### Supplied text
--- BEGIN ---

US Government watchdog the General Accounting Office (GAO) told politicians yesterday that, while some of the internet security alerts issued by the FBI's cyber security division were in time to avert damage, most of the warnings applied to attacks already underway.
In a testimony before a Senate Judiciary subcommittee, the GAO said that overall progress in developing the analysis, warning and information sharing capabilities has been mixed.
According to Robert Facet, director of Information Security Issues at the GAO, the FBI's National Infrastructure Protection Center (NIPC) is aware of the challenges it faces and has taken some steps to address them.
However, Facet pointed out three factors that have hindered the NIPC. First, there is no generally accepted method for analysing strategic cyber-based threats. He said, for instance, that there is no standard terminology and no established thresholds for determining the sophistication of attack techniques.
Second, the NIPC does not have adequate staff expertise and, third, it does not have industry-specific data on factors such as critical system components, known vulnerabilities and interdependencies.

--- END ---

### Complete the following
a. Decide whether each statement agrees with the text on the GAO testimony, answering yes or no and quoting the deciding words of the text. (i) Most of the FBI warnings came before the attacks had begun. (ii) The GAO called overall progress in developing analysis, warning and information sharing capabilities mixed. (iii) Facet said the NIPC has adequate staff expertise.
b. Reproduce word for word the passage of the text on the GAO testimony starting with "US Government watchdog" and going on through "to address them.".

### Entries supplied
--- BEGIN ---

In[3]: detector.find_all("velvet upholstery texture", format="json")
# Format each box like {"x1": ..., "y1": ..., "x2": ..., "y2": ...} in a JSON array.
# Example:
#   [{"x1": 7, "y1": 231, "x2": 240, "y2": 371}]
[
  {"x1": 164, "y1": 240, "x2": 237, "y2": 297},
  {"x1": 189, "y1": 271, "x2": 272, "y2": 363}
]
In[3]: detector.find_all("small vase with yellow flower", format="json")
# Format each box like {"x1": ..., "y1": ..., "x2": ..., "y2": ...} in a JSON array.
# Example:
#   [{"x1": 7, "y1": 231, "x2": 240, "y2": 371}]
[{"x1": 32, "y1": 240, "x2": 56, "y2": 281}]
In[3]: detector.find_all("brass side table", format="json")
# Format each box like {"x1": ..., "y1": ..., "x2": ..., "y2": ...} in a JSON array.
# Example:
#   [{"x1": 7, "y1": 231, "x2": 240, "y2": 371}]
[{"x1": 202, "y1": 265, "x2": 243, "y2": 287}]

--- END ---
--- BEGIN ---

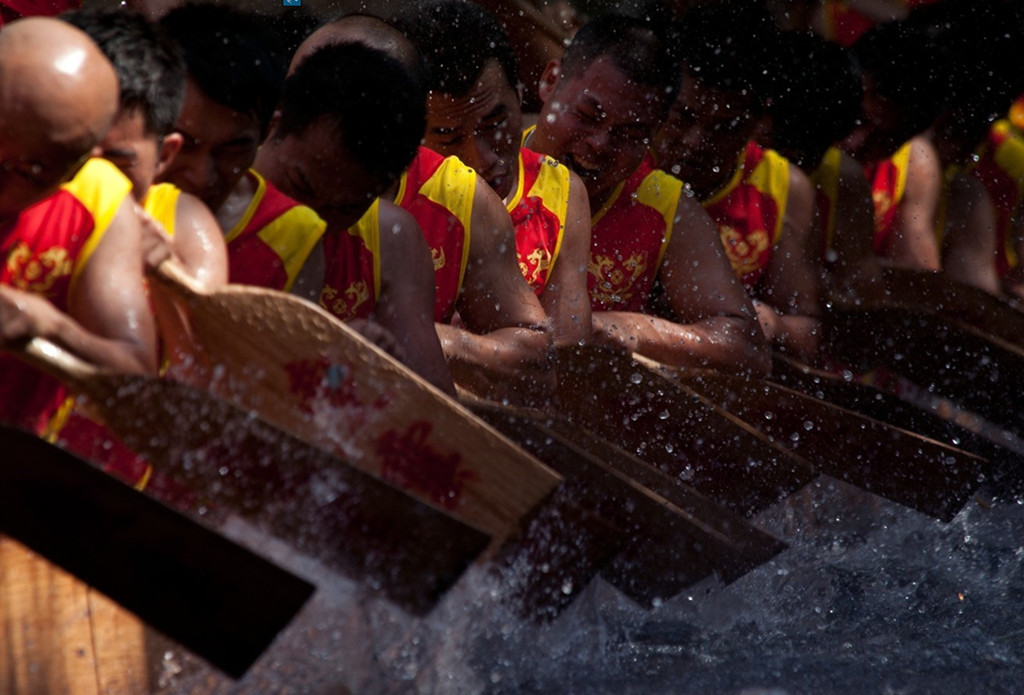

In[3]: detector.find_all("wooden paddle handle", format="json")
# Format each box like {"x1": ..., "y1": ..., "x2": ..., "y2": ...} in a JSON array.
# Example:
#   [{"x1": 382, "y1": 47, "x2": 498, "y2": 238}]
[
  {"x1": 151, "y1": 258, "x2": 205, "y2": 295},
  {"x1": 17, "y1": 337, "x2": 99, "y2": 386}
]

--- END ---
--- BEGIN ---

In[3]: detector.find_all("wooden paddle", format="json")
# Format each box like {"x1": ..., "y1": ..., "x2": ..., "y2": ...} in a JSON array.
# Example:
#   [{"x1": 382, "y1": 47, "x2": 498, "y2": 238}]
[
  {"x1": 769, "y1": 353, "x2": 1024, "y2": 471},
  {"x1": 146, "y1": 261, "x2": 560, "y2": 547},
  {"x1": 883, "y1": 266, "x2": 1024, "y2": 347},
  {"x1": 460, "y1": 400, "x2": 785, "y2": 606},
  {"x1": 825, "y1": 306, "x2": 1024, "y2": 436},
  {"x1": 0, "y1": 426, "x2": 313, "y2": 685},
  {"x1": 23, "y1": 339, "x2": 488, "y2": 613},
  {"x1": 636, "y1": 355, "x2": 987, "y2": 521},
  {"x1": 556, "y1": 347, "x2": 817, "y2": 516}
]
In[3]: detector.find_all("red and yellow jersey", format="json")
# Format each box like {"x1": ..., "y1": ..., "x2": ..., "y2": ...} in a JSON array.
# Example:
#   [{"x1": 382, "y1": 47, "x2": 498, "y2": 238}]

--- END ---

### Solutions in order
a.
(i) No: "most of the warnings applied to attacks already underway"
(ii) Yes: "overall progress in developing the analysis, warning and information sharing capabilities has been mixed"
(iii) No: "the NIPC does not have adequate staff expertise"

b.
US Government watchdog the General Accounting Office (GAO) told politicians yesterday that, while some of the internet security alerts issued by the FBI's cyber security division were in time to avert damage, most of the warnings applied to attacks already underway.
In a testimony before a Senate Judiciary subcommittee, the GAO said that overall progress in developing the analysis, warning and information sharing capabilities has been mixed.
According to Robert Facet, director of Information Security Issues at the GAO, the FBI's National Infrastructure Protection Center (NIPC) is aware of the challenges it faces and has taken some steps to address them.